TASK DESCRIPTION: Restate the full set of records exactly, without adding or dropping a word.

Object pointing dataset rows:

•••••

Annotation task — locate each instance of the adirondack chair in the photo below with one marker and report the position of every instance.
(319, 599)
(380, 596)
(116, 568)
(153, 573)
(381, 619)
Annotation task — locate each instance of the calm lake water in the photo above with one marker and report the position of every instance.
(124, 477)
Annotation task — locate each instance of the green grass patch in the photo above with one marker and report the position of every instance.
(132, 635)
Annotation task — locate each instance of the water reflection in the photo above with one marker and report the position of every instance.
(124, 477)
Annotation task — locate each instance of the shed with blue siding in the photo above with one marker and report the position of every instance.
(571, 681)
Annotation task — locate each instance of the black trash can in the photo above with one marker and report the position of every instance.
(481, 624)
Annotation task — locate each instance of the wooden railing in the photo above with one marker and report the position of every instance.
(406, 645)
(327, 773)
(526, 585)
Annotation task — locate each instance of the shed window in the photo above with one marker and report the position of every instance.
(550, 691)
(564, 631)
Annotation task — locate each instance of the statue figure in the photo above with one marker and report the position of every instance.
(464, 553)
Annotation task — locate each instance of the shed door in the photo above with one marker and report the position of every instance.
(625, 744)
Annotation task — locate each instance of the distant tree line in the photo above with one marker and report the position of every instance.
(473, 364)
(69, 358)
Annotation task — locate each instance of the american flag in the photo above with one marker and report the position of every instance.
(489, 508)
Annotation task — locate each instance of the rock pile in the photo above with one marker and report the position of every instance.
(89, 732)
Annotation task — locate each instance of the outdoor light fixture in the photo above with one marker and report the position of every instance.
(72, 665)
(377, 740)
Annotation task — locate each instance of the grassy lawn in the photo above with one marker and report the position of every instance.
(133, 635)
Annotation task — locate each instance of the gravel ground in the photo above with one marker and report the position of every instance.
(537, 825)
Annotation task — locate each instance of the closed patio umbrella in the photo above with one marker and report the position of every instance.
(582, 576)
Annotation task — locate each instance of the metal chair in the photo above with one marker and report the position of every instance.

•••••

OUTPUT:
Annotation task — locate each instance of the adirondack chair in the photo below with one marker and report the position of every instance.
(319, 599)
(380, 596)
(116, 568)
(153, 573)
(381, 619)
Annotation task — locate each instance of the calm lake water in the photo above with one marker and report the position of every instance.
(124, 477)
Annotation task — locate each instance of the green grass patch in the photo above with one marker and report the position of every instance.
(132, 635)
Annotation task — locate each instance of the water reflection in the photo above with one marker and report the position of every instance.
(124, 477)
Annotation task — locate each instance of the shed with blue siding in the photo above with one marker and report the position of every instance.
(571, 681)
Annotation task — locate each instance of the black trash can in the photo above with one marker and report the position of every instance.
(481, 624)
Annotation task — locate each instance of the wooden railing in the photo above with one marker and report the position of every instance.
(406, 645)
(327, 773)
(526, 585)
Annotation task — locate each instance of the shed window in the photo above with one marker and report the position of every instance.
(550, 691)
(564, 631)
Annotation task — locate each instance of the statue figure in the photo above with one marker and report the position of every instance.
(464, 553)
Annotation task — locate each instance of the shed door in the photo above with one marker and report the position of every instance.
(625, 744)
Annotation task — locate each instance of the distant tree line in the photo above with one marker and report the position of every instance.
(473, 364)
(69, 358)
Annotation task — locate each instance of the american flag in the photo above with one marker and report the position of every instance.
(489, 508)
Annotation task — locate each instance of the rock pile in the photo above with one marker and report the position of every instance.
(89, 732)
Annotation task — locate each instance of the outdoor light fixture in the photo above with one marker and report the position of every instance.
(72, 665)
(377, 740)
Annotation task — locate each instance of the grassy lawn in the photo above with one marker and report the position of every instance.
(133, 635)
Annotation task — locate each instance of the gravel ground in the photo above with one marker and report the position of every instance.
(537, 825)
Annotation task — locate each instance of the closed patio umbrella in the photo above with one marker and report the position of every instance.
(582, 576)
Annotation task — locate each instance of the metal chair in the photo above with one marker and report the position of every instance.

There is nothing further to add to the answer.